___ Record set ___

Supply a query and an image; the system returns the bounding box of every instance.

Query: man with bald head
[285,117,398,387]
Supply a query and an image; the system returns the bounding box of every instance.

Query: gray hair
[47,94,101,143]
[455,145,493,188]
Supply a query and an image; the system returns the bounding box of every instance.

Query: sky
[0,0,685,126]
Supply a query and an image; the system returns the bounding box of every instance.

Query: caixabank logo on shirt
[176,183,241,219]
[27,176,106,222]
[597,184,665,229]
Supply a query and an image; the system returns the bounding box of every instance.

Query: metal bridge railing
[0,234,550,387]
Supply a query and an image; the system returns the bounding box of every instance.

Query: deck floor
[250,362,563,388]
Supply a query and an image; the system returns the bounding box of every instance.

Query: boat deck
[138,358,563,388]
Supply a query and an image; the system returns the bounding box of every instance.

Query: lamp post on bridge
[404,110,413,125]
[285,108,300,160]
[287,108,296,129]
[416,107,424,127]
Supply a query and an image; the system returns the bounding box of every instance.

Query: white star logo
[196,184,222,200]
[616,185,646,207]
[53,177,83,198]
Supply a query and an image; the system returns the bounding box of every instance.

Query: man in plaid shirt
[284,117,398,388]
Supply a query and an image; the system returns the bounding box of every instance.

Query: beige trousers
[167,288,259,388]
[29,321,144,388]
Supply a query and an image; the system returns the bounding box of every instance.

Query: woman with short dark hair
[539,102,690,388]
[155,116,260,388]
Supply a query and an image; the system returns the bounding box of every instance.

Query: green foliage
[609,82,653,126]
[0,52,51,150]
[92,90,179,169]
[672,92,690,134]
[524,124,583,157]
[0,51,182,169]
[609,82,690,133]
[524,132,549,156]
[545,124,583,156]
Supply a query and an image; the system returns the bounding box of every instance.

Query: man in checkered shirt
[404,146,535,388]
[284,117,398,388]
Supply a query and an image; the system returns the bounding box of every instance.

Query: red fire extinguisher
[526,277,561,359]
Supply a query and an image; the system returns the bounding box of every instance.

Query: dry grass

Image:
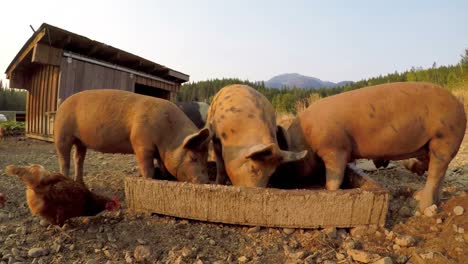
[451,85,468,115]
[277,93,322,128]
[276,112,295,129]
[294,93,322,114]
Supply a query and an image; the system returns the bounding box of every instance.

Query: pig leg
[414,140,452,210]
[55,139,73,178]
[213,137,228,185]
[322,150,349,190]
[73,141,87,185]
[155,157,170,179]
[135,149,156,179]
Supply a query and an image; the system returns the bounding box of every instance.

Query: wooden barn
[5,23,189,142]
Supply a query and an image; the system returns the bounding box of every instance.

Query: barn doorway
[134,83,170,100]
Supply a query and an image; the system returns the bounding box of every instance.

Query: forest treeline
[178,49,468,113]
[0,80,26,111]
[1,49,467,113]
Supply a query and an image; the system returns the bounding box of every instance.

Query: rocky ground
[0,137,467,264]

___

> Problem to work on
Give back every record above word for word, dropping pictures.

> Response box
Supply a query and an image; the system returns the bounding box of every instance.

Query: man with bald head
[285,117,398,387]
Supply a query and an image; the system returns the bounding box of every instance.

Query: gray hair
[47,94,101,143]
[455,145,493,188]
Supply a query and an image; the system returns the bounding box of every instance.

Query: sky
[0,0,685,126]
Supply a query and an image; the system returns the bounding box of every instance.

Query: caixabank logo on shirt
[176,183,241,219]
[27,176,106,222]
[597,184,665,229]
Supply a query and an image; the system returns the bounding box of every instance.

Query: metal bridge railing
[0,234,550,387]
Supply a query and an image; the system returns the bounding box of every instance.

Query: deck floor
[250,362,563,388]
Supply a query and an image; the system returns the bounding box of every instance.

Query: boat deck
[138,358,563,388]
Supply a query and an image; the system returns the bounding box of every instance.

Query: lamp post on bridge
[404,110,413,125]
[285,108,300,160]
[287,108,296,129]
[416,107,424,127]
Supply a query and an image; the system returns the bounding box of every instance.

Query: white star logo
[196,184,222,200]
[616,185,646,207]
[53,177,83,198]
Supply a query and an image; the system returns the bounding box of every instance.

Query: man in plaid shirt
[284,117,398,388]
Supply a query and an image; the system returns the bounding box of every instance.

Query: beige trousers
[167,288,259,388]
[29,321,144,388]
Supply a query and an image; the system returns the bounding box of every instance.

Query: woman with short dark hair
[539,102,690,388]
[155,116,260,388]
Supply a query and an image; the system returns the bounding box of every instance.

Query: green foliage
[609,82,653,126]
[0,52,51,150]
[92,90,179,169]
[672,92,690,134]
[524,124,583,157]
[0,51,182,169]
[609,82,690,133]
[524,132,549,156]
[545,124,583,156]
Supply a query and an image; the system returns the bounding box of every instance.

Query: man in checkered shirt
[404,146,535,388]
[284,117,398,388]
Supply a query and an image; the system returns the bounding box of every instance.

Query: red fire extinguisher
[526,277,561,359]
Supply a query and an image; the system returns the bounding box of every instance.

Query: dry grass

Image:
[451,85,468,115]
[277,93,322,128]
[276,112,295,129]
[294,93,322,114]
Supply a query and an image; the system returns the bounding box of every instance.

Query: pig leg
[414,140,452,210]
[55,139,73,178]
[213,137,228,185]
[322,150,349,190]
[73,141,87,185]
[155,157,170,179]
[135,149,156,179]
Supply a query and an image; the system returns the bounding box of every instance.

Query: wooden barn
[5,23,189,142]
Supply a query and an image; the system returns the bounding box of every instance.

Query: barn doorway
[134,83,170,100]
Supply a query and an image; the system returns the bounding box of every instance.

Query: forest treeline
[178,49,468,113]
[0,80,26,111]
[1,49,467,113]
Supply a query and an image; the system returns the bounding box of every instance.

Query: rocky ground
[0,137,467,264]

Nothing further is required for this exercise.